* start *

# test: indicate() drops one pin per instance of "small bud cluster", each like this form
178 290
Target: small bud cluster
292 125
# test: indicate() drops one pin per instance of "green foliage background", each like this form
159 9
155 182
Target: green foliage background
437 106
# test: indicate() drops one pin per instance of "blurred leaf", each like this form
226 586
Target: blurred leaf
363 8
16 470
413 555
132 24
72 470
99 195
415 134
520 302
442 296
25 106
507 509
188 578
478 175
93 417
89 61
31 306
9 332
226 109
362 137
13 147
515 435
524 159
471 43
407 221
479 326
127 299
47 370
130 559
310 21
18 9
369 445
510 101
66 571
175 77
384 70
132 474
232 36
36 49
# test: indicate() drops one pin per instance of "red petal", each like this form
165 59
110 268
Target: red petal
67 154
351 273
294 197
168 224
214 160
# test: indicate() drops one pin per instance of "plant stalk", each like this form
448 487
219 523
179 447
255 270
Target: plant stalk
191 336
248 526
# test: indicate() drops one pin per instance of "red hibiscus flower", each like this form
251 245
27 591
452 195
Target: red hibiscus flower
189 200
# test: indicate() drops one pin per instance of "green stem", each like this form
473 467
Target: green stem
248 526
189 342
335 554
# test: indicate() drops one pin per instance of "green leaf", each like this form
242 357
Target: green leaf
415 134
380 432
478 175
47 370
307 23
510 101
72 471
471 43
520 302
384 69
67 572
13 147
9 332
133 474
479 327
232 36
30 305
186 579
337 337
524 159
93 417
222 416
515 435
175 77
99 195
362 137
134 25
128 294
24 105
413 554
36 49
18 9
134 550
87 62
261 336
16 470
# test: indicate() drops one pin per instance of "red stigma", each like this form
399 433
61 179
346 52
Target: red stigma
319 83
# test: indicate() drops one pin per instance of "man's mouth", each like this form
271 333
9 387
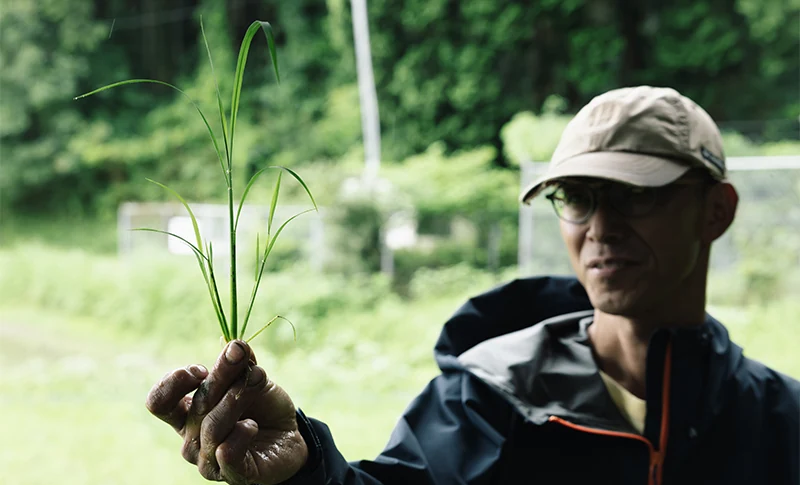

* end *

WHAT IS REQUIRED:
Please identify every line in the listing that contains the word "petal" and copy each of those lines.

COMPLETED TASK:
# test: indicate() drops one pin per instance of "red petal", each like this form
Target: red petal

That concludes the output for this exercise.